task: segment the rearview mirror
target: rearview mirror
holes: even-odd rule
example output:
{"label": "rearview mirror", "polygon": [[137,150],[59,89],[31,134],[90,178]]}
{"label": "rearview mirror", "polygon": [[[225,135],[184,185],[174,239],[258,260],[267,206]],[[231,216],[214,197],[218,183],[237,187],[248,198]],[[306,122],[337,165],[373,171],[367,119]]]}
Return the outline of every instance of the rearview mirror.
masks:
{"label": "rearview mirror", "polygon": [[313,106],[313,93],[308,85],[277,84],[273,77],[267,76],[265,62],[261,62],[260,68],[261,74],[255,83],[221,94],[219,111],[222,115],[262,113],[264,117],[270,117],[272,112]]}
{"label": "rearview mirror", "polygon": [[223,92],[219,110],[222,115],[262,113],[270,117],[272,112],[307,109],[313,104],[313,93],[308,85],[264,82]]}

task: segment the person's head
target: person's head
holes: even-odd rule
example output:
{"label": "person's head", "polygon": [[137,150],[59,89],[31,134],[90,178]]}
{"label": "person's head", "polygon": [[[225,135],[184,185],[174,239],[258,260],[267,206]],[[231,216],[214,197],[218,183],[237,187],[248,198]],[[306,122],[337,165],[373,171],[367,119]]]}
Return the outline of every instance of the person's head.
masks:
--------------------------------
■ **Problem**
Output the records verbatim, from the first line to the last.

■ **Written solution**
task: segment the rearview mirror
target: rearview mirror
holes: even-odd rule
example output:
{"label": "rearview mirror", "polygon": [[137,150],[59,89],[31,134],[90,178]]}
{"label": "rearview mirror", "polygon": [[[225,135],[184,185],[174,239],[258,260],[267,206]],[[231,216],[214,197],[218,183],[237,187],[248,198]],[[306,122],[337,165],[373,171],[367,119]]]}
Return the outline of every instance of the rearview mirror.
masks:
{"label": "rearview mirror", "polygon": [[313,106],[313,93],[308,85],[277,84],[273,77],[267,76],[265,62],[261,62],[260,68],[261,74],[255,83],[221,94],[219,111],[222,115],[262,113],[264,117],[270,117],[272,112]]}
{"label": "rearview mirror", "polygon": [[223,92],[219,110],[222,115],[262,113],[270,117],[272,112],[307,109],[313,104],[313,93],[308,85],[264,82]]}

task: segment the person's head
target: person's head
holes: even-odd rule
example output:
{"label": "person's head", "polygon": [[137,150],[59,89],[31,134],[90,178]]}
{"label": "person's head", "polygon": [[[225,135],[184,185],[174,239],[258,260],[267,206]],[[231,216],[214,197],[218,183],[237,187],[248,198]],[[306,122],[337,165],[373,171],[367,119]]]}
Return the outline of every instance of the person's head.
masks:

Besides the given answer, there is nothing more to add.